#### Material supplied:

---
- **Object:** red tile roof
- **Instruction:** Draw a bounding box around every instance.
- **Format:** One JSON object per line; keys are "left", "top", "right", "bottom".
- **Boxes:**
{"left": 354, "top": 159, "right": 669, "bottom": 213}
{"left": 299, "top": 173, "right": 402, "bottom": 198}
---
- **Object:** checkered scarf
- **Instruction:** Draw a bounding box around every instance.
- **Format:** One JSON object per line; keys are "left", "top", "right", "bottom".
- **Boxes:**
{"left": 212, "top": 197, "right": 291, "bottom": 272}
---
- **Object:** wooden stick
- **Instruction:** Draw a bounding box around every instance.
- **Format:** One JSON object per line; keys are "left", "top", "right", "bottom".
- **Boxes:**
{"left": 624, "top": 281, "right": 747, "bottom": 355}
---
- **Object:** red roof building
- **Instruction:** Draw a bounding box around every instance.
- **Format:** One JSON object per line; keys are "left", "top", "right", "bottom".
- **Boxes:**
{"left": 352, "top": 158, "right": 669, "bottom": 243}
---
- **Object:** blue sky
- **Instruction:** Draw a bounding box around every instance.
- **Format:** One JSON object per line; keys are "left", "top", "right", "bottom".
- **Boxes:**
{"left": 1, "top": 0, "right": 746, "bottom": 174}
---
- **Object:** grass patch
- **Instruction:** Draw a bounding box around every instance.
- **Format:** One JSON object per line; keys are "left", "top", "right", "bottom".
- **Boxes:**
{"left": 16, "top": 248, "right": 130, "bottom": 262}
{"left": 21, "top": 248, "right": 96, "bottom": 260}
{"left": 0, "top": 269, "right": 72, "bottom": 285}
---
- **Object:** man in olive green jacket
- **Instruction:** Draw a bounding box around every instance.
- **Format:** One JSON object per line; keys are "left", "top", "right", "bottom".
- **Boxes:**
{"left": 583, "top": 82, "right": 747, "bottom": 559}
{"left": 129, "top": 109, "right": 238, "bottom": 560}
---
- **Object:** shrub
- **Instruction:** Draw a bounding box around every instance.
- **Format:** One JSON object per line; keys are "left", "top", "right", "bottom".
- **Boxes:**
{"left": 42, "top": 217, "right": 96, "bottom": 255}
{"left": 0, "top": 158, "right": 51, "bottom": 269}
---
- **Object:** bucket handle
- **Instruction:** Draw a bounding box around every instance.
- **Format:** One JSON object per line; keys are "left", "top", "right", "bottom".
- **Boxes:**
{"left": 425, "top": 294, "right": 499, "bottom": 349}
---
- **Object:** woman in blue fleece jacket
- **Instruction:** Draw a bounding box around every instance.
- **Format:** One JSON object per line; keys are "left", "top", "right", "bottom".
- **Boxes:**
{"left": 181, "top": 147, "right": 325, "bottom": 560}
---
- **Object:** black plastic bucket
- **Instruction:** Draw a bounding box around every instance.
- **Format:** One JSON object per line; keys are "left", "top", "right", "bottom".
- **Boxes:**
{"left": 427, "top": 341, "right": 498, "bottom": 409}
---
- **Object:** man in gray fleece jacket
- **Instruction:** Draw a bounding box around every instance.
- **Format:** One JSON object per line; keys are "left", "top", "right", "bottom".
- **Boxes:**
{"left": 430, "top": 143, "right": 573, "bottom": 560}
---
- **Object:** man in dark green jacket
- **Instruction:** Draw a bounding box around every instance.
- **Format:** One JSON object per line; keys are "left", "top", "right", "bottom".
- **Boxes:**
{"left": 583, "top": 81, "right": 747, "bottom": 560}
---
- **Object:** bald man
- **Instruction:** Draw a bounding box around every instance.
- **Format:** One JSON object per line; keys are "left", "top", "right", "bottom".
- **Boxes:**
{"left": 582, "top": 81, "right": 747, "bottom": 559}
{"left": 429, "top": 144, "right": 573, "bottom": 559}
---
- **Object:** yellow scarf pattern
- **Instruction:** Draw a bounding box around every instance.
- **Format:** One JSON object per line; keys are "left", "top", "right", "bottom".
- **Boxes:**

#### The task:
Each line of the records with the word "fleece" in it is to be copied.

#### Answer for the task:
- **Object:** woman in blue fleece jacket
- **Object:** man in gray fleece jacket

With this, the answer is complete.